START PASSAGE SHOWN

When COVID-19 washed up on American shores, everyone, including children, were believed by the top scientists in the country to be at grave risk. However, once the threat to children was found to be minimal, children instead became suspected of being “super spreaders.”
“Empirical evidence was being ignored, and instead, the officials were following theory. They made up all sorts of contrived reasons,” David Zweig, investigative journalist and author of “An Abundance of Caution: American Schools, the Virus, and a Story of Bad Decisions,” tells Allie Beth Stuckey of “Relatable.”
Despite the fearmongering surrounding schools reopening and children’s status as “super spreaders,” the fact that cases went down in places like Europe after children went back to school didn’t phase the scientists.
“What that does suggest, of course, is that children were not super spreaders, schools were not driving the pandemic,” Zweig tells Stuckey. “The point is, the evidence was there that this wasn’t dangerous, this wasn’t increasing cases, and it was ignored, and it was dismissed with these contrived reasons.”

END PASSAGE SHOWN
START DATA FOR REVIEW

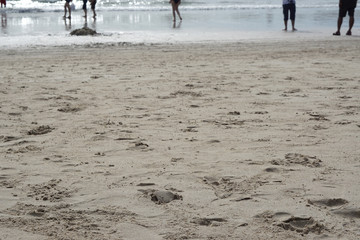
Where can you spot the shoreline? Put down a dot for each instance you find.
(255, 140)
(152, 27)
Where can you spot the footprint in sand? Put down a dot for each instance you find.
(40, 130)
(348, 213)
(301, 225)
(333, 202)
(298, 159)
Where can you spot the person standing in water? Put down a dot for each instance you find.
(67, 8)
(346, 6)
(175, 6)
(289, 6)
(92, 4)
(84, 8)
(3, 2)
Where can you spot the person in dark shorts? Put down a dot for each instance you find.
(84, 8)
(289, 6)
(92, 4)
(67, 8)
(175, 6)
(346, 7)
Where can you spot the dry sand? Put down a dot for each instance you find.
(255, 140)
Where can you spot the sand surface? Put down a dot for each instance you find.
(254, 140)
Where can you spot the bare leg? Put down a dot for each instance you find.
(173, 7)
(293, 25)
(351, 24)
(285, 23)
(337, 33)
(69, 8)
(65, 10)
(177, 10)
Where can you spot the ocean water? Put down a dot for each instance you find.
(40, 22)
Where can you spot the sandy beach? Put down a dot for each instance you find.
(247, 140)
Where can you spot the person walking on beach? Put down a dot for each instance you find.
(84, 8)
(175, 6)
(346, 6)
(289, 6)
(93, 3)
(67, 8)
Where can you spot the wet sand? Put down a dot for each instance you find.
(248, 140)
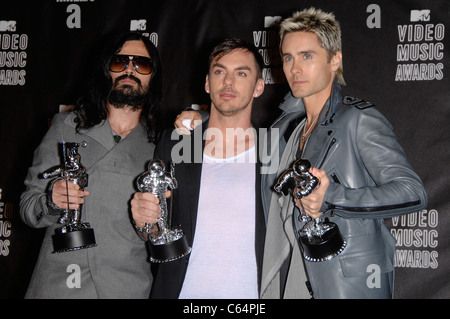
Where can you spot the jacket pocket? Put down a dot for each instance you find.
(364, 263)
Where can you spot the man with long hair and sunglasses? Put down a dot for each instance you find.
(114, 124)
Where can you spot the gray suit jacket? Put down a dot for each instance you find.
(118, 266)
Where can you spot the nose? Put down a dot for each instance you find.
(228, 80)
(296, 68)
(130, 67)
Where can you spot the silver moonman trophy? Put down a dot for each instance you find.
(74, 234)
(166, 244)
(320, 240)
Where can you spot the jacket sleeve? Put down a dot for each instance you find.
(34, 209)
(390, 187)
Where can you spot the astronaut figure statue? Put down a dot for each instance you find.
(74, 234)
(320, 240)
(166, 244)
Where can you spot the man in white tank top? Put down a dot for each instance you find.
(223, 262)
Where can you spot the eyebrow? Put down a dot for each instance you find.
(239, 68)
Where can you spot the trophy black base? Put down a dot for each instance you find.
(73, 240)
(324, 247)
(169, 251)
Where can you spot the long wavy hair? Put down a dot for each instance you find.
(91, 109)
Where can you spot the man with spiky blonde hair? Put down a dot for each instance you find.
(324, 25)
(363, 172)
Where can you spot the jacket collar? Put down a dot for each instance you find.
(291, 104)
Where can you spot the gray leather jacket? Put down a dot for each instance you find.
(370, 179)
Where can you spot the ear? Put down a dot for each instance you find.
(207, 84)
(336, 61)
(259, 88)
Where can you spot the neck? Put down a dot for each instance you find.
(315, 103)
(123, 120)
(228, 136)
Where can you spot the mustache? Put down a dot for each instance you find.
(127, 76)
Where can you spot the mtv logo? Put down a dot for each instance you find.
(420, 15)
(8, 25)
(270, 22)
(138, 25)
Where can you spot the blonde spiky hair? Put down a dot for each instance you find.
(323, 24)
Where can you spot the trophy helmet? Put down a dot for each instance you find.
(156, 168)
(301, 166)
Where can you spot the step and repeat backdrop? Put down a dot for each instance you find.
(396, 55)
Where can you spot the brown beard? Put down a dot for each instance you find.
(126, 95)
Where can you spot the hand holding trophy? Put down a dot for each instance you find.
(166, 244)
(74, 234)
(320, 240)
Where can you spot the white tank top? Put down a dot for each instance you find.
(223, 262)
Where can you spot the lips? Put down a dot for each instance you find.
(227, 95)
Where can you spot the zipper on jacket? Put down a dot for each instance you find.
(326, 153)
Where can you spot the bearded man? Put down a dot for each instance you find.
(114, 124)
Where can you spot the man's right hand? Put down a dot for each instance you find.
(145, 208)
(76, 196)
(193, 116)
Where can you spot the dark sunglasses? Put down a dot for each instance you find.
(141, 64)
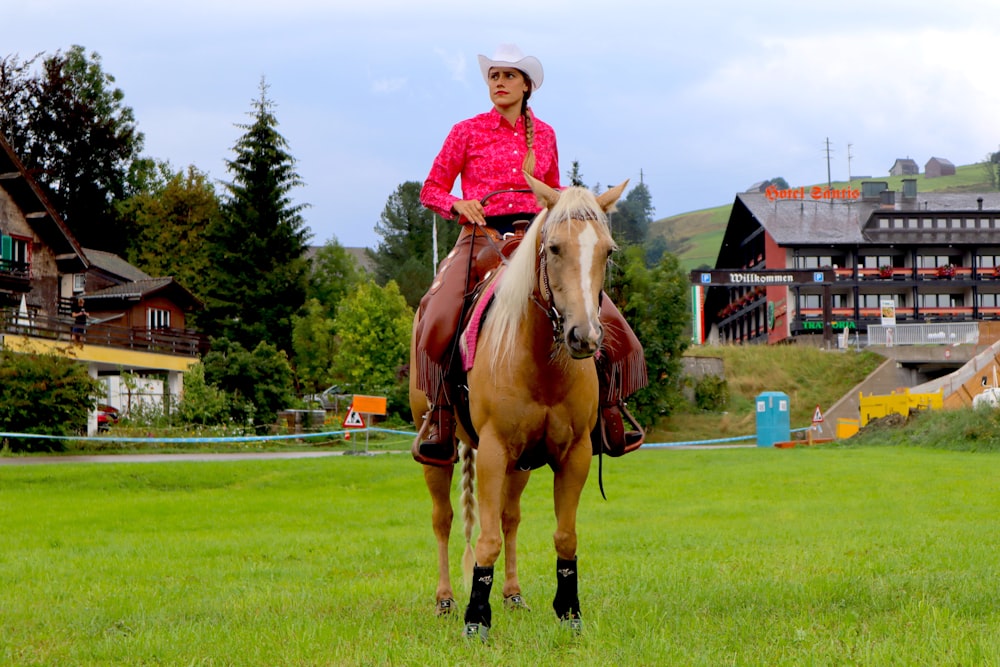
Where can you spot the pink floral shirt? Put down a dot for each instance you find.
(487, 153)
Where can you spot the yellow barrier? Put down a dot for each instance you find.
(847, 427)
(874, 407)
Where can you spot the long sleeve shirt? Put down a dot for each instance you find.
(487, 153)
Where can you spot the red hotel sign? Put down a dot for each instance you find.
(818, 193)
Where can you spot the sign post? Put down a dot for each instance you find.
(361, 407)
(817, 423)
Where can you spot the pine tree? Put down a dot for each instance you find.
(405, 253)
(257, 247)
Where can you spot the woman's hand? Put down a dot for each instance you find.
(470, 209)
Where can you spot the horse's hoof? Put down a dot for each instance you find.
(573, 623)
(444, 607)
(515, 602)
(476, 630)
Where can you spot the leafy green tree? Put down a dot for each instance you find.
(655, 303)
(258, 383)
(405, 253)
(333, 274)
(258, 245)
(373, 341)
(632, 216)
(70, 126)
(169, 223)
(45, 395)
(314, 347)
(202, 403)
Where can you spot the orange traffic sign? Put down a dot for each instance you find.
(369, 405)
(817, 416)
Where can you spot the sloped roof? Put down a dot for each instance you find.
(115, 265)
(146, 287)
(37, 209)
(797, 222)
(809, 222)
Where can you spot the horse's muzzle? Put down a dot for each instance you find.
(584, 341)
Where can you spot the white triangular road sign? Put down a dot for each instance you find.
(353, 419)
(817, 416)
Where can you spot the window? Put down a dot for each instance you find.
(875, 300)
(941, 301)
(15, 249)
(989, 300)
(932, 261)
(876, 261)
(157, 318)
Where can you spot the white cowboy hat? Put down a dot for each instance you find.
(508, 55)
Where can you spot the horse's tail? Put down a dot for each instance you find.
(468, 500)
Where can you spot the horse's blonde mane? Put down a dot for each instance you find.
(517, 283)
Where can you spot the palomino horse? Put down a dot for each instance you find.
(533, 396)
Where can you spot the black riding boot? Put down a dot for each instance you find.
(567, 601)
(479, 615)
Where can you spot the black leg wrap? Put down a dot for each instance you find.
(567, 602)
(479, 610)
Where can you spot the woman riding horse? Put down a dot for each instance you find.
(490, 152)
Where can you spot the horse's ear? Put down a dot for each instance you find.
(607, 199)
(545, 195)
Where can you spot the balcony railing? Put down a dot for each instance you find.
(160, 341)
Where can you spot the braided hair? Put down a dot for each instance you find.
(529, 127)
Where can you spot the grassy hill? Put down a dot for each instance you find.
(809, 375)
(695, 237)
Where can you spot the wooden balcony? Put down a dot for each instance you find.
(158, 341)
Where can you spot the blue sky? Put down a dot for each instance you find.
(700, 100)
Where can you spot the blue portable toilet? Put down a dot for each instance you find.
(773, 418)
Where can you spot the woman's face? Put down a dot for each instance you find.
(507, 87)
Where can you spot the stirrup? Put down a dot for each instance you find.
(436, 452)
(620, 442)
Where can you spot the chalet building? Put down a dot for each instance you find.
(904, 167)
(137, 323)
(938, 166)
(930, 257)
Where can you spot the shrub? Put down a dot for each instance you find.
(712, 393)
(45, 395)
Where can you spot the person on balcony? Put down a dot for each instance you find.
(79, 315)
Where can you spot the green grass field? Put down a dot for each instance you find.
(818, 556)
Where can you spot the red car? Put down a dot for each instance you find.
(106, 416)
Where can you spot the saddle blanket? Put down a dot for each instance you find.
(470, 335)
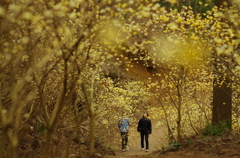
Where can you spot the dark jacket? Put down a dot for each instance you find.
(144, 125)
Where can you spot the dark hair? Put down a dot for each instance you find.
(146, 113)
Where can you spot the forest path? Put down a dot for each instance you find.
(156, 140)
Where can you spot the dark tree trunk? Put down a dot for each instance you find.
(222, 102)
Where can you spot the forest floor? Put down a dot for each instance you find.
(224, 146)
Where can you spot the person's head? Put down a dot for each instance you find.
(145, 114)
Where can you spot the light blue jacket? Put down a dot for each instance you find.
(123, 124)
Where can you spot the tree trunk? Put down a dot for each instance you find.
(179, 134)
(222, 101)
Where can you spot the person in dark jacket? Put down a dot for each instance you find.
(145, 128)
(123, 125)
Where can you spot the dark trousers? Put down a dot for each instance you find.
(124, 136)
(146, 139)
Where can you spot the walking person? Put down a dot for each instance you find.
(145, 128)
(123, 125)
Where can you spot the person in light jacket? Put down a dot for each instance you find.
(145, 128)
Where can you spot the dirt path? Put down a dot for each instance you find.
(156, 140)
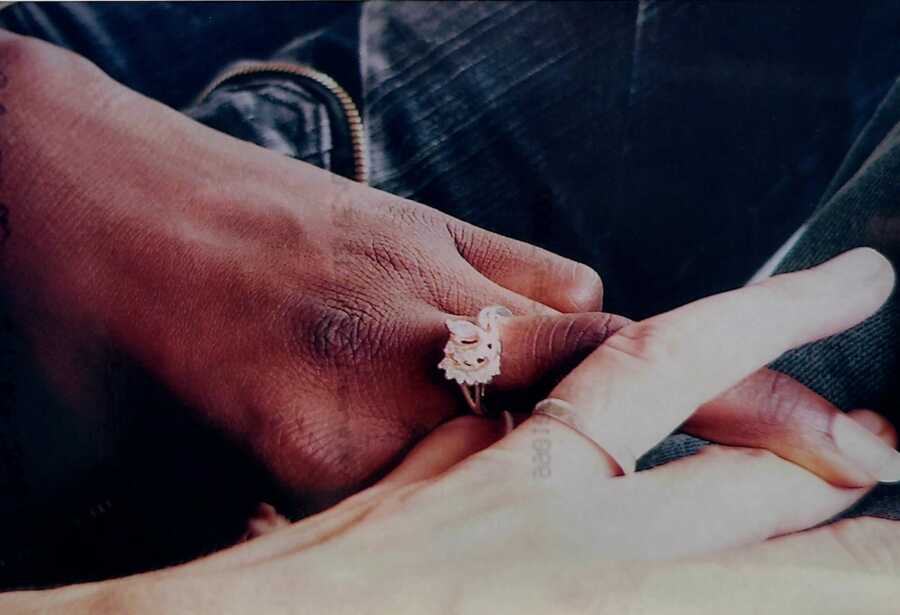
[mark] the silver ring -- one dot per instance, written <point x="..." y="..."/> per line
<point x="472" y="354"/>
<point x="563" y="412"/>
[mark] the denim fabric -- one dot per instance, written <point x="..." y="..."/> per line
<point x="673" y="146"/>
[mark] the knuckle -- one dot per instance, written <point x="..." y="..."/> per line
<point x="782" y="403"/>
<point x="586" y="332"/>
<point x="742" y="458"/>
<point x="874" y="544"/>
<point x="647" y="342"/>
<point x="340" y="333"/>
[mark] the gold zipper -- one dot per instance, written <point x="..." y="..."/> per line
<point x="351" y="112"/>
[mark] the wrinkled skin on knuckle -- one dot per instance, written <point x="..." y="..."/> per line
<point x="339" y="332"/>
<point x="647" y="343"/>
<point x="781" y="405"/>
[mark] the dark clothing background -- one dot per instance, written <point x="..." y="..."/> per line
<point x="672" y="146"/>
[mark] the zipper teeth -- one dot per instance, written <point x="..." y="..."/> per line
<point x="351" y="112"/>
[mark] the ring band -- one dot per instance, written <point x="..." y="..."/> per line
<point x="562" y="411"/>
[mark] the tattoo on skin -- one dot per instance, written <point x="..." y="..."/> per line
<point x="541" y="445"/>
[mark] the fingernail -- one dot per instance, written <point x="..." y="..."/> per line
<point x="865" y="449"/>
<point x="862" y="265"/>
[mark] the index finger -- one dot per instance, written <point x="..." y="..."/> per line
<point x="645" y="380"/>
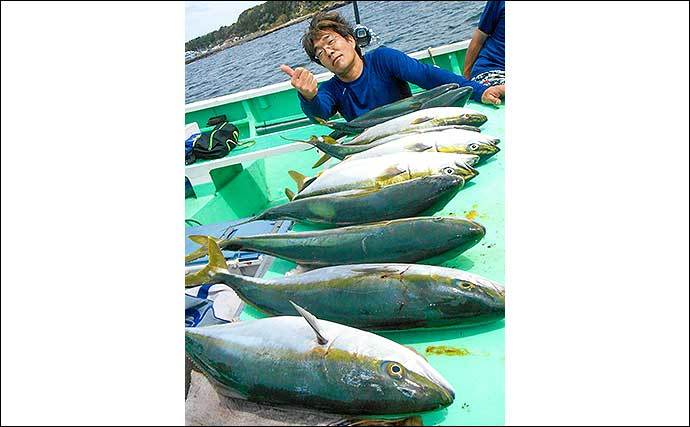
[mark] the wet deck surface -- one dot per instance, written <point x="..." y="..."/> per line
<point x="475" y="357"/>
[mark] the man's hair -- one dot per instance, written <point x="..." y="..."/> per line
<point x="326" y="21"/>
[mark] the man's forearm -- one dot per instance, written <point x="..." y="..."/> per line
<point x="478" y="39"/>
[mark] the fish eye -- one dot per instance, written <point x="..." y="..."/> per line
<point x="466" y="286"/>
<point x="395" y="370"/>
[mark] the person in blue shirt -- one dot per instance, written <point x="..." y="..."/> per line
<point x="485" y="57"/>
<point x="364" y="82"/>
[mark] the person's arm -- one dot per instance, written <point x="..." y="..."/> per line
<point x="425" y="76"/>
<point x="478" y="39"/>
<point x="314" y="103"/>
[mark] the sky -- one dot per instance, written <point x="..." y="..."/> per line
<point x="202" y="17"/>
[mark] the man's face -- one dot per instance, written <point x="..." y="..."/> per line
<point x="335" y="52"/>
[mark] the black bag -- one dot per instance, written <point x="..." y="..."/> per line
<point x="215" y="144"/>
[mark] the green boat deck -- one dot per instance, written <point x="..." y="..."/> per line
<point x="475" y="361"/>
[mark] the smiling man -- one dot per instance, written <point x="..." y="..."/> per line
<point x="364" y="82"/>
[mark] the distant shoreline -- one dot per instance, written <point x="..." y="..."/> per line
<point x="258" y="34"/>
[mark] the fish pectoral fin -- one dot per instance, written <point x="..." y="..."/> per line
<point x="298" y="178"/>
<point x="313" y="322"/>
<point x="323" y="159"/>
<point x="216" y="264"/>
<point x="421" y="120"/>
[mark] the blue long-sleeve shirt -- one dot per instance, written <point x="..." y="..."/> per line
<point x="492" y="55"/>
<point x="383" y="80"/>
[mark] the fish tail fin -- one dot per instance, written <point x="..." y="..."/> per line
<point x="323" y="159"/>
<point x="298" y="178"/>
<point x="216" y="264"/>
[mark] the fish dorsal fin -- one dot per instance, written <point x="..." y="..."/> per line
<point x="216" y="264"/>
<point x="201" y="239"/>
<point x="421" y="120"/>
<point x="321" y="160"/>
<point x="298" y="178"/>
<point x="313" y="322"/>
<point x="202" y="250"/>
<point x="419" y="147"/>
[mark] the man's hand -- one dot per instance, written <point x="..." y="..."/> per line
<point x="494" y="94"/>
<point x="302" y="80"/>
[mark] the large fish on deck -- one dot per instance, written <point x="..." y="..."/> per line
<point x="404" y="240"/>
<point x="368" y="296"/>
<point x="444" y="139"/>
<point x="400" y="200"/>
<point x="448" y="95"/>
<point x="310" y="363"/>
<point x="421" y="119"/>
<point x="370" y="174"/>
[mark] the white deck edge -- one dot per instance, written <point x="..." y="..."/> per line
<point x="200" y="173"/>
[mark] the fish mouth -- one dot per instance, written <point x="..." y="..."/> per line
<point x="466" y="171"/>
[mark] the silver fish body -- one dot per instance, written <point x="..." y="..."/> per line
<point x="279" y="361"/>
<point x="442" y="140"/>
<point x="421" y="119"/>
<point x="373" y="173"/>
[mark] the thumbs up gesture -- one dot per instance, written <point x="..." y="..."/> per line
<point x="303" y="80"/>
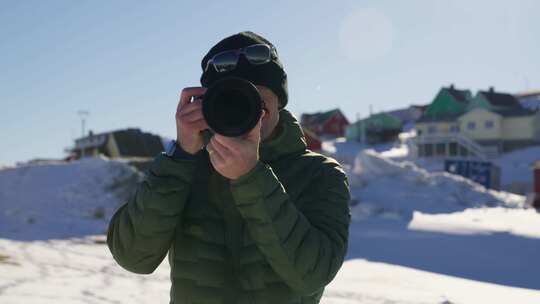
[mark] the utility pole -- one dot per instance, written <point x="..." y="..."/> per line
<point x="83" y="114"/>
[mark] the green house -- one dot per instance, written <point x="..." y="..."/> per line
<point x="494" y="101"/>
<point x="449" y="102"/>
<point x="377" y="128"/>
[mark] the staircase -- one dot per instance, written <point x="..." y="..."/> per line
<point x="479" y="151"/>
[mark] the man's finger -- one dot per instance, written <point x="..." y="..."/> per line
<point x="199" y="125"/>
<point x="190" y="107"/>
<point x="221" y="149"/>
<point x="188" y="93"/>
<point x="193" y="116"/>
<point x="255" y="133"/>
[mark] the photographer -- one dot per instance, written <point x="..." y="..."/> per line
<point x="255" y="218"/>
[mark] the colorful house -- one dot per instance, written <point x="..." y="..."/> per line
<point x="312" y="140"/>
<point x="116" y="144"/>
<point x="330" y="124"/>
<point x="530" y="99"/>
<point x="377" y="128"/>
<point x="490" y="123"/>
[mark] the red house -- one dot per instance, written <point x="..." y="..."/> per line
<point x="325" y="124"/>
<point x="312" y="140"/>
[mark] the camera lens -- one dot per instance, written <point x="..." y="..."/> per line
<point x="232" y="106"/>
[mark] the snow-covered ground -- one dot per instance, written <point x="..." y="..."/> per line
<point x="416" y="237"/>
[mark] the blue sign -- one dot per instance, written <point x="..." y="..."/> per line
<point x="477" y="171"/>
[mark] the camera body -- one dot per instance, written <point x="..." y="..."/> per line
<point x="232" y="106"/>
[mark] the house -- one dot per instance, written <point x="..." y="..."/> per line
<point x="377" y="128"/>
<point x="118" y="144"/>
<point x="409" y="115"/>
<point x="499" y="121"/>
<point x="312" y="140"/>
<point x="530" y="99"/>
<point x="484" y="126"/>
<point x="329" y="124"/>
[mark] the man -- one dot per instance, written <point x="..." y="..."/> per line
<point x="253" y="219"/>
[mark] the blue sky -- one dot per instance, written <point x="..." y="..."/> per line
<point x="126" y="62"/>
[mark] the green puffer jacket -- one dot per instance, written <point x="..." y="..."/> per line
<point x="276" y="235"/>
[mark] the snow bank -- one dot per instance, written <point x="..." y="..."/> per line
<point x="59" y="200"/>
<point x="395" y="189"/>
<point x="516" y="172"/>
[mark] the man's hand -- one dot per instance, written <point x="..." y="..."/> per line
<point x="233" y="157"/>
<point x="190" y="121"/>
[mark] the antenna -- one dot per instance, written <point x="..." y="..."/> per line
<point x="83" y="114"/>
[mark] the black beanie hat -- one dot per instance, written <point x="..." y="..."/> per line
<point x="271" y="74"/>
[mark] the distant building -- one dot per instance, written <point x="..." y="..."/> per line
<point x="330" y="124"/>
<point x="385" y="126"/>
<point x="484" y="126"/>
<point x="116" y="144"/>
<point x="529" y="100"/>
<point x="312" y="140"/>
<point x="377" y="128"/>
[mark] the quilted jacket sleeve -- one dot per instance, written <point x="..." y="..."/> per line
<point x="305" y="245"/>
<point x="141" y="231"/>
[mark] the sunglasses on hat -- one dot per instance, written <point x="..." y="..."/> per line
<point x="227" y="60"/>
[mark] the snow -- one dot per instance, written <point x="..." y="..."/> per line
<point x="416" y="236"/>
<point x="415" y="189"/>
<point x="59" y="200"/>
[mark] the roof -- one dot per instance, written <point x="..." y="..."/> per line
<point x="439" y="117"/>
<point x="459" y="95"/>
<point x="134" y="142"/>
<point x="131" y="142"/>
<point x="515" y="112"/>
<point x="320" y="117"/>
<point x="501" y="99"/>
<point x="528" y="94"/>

END DATA FOR REVIEW

## WHAT THIS EXERCISE ASKS
1) List every person's name and every title of a book or show that appears in the passage on children and COVID-19.
2) Pick up the passage on children and COVID-19 after its final sentence and continue it.

## PER-TASK ANSWERS
1)
David Zweig
An Abundance of Caution: American Schools, the Virus, and a Story of Bad Decisions
Allie Beth Stuckey
Relatable

2)
While the mainstream media and “the science” was focused on the potential harm faced by the immunocompromised, what they didn’t seem to care about was how social isolation, masks, and digital learning would affect children in the most formative years of their lives.
“There is something disordered in asking kids to sacrifice on behalf of adults,” Stuckey tells Zweig, adding, “There is something inherently unjust about that.”
“What they aren’t understanding, perhaps, is the incredible harm on so many children, millions of kids, and you have to think about what kind of society, as you said, what kind of society does this to children?” Zweig agrees.
“No one was saved by long-term school closures. No one was saved from masking 2-year-olds. No one was saved by barriers on desks and all this other nonsense. This was only harm. No trade-off. No benefit,” he continues.
“Even beyond the horrors of child abuse,” he says, which he notes became more prevalent during COVID, “there were plenty of kids who became anorexic and bulimic, screen time skyrocketed during the pandemic and never kind of went back down, anxiety, depression.”
“I talked with a lot of mental health professionals for children. Their practices were exploding during the pandemic, and it wasn’t because of people dying, let me be very clear about that. It was directly correlated with kids being kept out of school,” he explains.
Politicians like Governor Andrew Cuomo (D-N.Y.) claimed that their hard stance on COVID was only so strict because it was worth it to save even one life — but Zweig knows that couldn’t be further from the truth.
“You’re taking one or more lives to ostensibly try to save that one life. It was extraordinarily foolish,” Zweig says.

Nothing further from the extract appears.